
who is this person? who is this weak, scared girl? where is the super woman that isn't afraid of anyone? where's the person that chews out teachers when they insult my kids? where's the woman that calls people on their crap and doesn't take shit from anyone? where is the super mom that can handle anything on any day (as long as there's mascara and chapstick in the utility belt)? where is the woman that doesn't walk anywhere...she struts...hell, POWER STRUTS.

for the people that say domestic violence is only the type that leaves physical bruises...BULLSHIT. there are things worse than bruises. way worse. fuck...i would rather deal with a bruise any day of the week than this.

i suppose an explanation would be helpful about now: child support stopped coming in a few weeks ago for smaller child. this means that ex has either a) moved again, b) lost his job, or c) both. myspace has been great for tracking him in the past...it's how i found out he moved to arizona last year, and found out where he was working and was able to get support started again after the same thing happened last august. well, myspace isn't giving up any information this go round...EXCEPT for the new "whole family" picture he posted with new wife and new kids. i was about 10% offended for my son that he isn't part of "the whole family" but 90% relieved that he isn't part of that "whole family" and is 100% a part of my whole family instead. so, in search of more information, i checked to see if he had a facebook page started, and sure enough he does...and he's listed as living in spokane now. it seriously took me several hours to decide to email him because that means he can find me (yes, i know he could have found me anyway, but i don't like to think of that). and i'm still so terrified of him...i'm terrified of what his response will be. i'm terrified that he'll want to see my son (which would be the most horrible thing ever). i'm terrified that he'll start yelling and screaming at me again reducing me to the sad, ever apologizing, half of a person that i was 5 years ago when i was married. and the sad, defenseless person i was two years ago when i had to face him in court for a child support revision. i'm still terrified of him.

→ EXERCISE DATA
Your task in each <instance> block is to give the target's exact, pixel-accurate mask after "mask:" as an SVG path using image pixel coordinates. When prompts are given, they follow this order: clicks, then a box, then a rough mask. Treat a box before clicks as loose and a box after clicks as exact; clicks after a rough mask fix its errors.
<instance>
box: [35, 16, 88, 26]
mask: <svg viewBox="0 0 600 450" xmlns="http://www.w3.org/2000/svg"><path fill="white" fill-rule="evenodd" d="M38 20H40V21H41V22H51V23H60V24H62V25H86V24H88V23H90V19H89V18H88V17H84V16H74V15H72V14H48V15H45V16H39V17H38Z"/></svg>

→ TASK ITEM
Could you write out, word for word, the part of the post that opens with the words containing "who is this person?" and closes with "struts...hell, POWER STRUTS."? You can ignore the lines above.

→ SOLUTION BELOW
who is this person? who is this weak, scared girl? where is the super woman that isn't afraid of anyone? where's the person that chews out teachers when they insult my kids? where's the woman that calls people on their crap and doesn't take shit from anyone? where is the super mom that can handle anything on any day (as long as there's mascara and chapstick in the utility belt)? where is the woman that doesn't walk anywhere...she struts...hell, POWER STRUTS.